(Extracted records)
= = = = = = =

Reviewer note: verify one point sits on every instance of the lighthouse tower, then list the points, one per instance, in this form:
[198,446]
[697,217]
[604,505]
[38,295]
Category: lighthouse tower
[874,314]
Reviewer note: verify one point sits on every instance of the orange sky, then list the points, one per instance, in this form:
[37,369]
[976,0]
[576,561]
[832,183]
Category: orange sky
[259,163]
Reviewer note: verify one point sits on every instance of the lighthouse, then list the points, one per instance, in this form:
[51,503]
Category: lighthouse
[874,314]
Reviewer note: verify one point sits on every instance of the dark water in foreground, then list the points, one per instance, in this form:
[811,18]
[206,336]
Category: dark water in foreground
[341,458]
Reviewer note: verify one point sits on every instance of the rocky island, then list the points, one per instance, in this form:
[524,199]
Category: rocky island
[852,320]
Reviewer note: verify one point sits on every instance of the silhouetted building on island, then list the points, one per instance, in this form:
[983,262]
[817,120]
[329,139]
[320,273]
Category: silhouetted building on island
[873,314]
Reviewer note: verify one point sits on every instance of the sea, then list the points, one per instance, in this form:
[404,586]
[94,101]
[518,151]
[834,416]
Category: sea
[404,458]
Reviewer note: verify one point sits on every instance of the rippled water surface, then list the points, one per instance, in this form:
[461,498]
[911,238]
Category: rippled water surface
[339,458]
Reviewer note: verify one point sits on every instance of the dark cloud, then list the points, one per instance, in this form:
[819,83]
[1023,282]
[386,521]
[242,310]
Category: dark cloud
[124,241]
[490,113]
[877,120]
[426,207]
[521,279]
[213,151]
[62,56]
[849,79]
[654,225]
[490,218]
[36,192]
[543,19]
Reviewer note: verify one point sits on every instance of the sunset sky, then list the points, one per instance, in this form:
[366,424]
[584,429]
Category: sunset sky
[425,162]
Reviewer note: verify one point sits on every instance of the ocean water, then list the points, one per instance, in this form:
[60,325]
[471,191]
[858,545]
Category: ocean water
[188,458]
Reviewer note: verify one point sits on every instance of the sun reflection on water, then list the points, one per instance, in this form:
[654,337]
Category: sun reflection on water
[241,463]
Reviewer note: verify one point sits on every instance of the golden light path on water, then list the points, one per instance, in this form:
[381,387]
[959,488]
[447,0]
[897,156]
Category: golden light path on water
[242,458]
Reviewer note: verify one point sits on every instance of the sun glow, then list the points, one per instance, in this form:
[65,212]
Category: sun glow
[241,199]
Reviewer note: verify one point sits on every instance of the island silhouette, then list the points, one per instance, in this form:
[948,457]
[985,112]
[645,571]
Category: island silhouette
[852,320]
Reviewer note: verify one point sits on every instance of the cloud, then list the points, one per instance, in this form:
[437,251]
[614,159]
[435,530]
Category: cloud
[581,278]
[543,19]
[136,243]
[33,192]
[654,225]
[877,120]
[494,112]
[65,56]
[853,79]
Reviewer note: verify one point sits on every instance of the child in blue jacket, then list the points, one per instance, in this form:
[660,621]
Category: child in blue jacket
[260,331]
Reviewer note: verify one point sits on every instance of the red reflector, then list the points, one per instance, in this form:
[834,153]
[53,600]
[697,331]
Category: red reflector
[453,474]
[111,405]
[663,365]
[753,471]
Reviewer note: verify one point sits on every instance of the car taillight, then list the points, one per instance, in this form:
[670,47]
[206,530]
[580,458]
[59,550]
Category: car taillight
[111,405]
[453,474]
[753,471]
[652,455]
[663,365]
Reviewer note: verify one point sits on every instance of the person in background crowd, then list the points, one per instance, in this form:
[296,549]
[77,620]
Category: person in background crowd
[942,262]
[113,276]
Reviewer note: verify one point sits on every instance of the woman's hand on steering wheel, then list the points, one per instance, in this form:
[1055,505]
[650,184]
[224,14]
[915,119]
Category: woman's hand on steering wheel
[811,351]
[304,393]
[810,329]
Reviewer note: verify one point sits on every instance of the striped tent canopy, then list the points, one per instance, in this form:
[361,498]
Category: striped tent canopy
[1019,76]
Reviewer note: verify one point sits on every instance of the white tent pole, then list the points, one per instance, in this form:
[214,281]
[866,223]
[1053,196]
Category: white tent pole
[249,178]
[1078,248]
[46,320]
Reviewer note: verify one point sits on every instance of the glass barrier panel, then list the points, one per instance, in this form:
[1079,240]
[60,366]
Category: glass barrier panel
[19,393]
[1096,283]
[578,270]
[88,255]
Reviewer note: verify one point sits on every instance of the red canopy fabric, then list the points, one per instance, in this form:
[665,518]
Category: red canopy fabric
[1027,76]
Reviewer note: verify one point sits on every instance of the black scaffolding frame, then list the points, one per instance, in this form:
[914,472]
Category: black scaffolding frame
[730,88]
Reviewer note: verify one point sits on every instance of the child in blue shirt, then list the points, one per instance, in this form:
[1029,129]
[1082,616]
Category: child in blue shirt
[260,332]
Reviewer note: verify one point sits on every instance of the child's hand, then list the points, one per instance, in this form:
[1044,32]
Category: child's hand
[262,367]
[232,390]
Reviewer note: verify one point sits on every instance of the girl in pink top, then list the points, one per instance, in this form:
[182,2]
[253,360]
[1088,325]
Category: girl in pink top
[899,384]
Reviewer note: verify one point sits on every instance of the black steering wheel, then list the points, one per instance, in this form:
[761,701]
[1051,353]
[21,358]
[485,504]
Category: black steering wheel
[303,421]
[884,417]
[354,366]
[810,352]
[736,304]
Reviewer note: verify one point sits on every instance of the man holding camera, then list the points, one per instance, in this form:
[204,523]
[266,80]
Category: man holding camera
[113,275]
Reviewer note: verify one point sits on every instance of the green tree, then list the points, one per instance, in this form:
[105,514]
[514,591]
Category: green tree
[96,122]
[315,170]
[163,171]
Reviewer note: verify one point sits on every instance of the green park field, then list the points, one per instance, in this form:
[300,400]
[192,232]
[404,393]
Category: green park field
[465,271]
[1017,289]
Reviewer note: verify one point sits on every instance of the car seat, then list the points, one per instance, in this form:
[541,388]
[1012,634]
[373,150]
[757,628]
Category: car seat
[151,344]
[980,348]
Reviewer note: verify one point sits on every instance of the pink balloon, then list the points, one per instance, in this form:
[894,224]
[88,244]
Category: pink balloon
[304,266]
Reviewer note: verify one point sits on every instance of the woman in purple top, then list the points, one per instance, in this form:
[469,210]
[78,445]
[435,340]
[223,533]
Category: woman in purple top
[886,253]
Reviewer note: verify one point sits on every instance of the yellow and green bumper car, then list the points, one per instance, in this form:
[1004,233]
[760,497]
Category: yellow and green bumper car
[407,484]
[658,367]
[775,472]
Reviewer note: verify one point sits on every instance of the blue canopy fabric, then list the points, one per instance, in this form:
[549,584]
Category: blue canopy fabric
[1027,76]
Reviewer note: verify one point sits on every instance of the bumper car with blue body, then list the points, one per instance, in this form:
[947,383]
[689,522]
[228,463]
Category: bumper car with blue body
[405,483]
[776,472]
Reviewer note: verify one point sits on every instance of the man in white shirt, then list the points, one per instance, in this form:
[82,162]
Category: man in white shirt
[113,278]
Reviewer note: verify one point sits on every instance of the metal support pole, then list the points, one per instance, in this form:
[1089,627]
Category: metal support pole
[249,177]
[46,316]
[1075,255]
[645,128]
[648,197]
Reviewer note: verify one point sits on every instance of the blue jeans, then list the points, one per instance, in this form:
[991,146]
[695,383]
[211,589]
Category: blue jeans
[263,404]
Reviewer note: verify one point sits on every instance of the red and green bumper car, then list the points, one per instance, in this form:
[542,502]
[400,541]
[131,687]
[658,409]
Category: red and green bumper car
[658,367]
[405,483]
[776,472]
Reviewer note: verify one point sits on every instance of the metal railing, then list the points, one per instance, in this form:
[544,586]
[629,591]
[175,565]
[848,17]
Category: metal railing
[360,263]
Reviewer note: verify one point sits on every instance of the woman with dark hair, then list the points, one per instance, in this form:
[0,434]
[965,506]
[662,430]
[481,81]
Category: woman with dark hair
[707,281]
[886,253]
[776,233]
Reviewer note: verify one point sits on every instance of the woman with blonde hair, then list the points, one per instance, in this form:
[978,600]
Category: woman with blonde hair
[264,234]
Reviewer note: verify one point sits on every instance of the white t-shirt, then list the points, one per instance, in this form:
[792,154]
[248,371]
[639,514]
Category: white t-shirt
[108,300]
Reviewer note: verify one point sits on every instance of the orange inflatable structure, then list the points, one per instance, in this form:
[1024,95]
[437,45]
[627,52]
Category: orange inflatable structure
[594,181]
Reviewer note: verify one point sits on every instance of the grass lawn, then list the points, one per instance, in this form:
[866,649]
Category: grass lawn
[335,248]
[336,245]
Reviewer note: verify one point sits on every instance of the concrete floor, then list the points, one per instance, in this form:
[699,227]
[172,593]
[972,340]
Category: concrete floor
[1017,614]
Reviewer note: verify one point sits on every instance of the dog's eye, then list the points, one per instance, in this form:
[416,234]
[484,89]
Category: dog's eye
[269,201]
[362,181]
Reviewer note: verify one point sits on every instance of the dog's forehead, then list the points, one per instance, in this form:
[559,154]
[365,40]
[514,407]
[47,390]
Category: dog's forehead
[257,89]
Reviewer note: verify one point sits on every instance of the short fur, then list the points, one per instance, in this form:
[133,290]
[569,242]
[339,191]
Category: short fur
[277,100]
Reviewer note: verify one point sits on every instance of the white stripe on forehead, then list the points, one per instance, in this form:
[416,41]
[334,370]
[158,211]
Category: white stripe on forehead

= = = = = = =

▸ TASK: Repeat only the stretch of lines that opens with the line containing "blonde hair, then" and closes with the final line of the entries, both included, exactly as written.

▸ FINISHED TASK:
Reviewer note: verify one point sits on every instance of the woman with blonde hair, then list the points, one per instance, in this form:
[978,600]
Category: woman with blonde hair
[264,234]
Reviewer note: verify one point sits on every instance of the white t-shirt, then list the points, one per instance, in this form:
[792,154]
[248,371]
[639,514]
Category: white t-shirt
[108,300]
Reviewer note: verify one point sits on every instance of the orange inflatable structure, then list the points, one per instance, in this form:
[1024,95]
[437,45]
[627,52]
Category: orange inflatable structure
[594,181]
Reviewer note: verify one point sits on every instance of the grass lawn, then list the points, one per instance, in this form:
[866,649]
Category: grass lawn
[335,248]
[336,245]
Reviewer note: verify one point sits on every instance of the concrete floor, then list the points, one per instance, in this form:
[699,227]
[172,593]
[972,340]
Category: concrete floor
[1017,614]
Reviewer note: verify one point sits on every instance of the dog's eye, then list the points, one per instance, in this form:
[416,234]
[484,89]
Category: dog's eye
[269,201]
[362,181]
Reviewer note: verify one point sits on every instance of the dog's forehead, then list the points, one per instance, in this form:
[559,154]
[365,40]
[514,407]
[47,390]
Category: dog's forehead
[257,89]
Reviewer note: verify one point sits on every instance of the short fur, then list the points, one per instance, in this form:
[133,290]
[569,242]
[339,191]
Category: short fur
[277,100]
Reviewer note: verify one point sits on every instance of the white stripe on forehead, then list the points, one per instance, in this form:
[416,41]
[334,370]
[158,211]
Category: white stripe on forehead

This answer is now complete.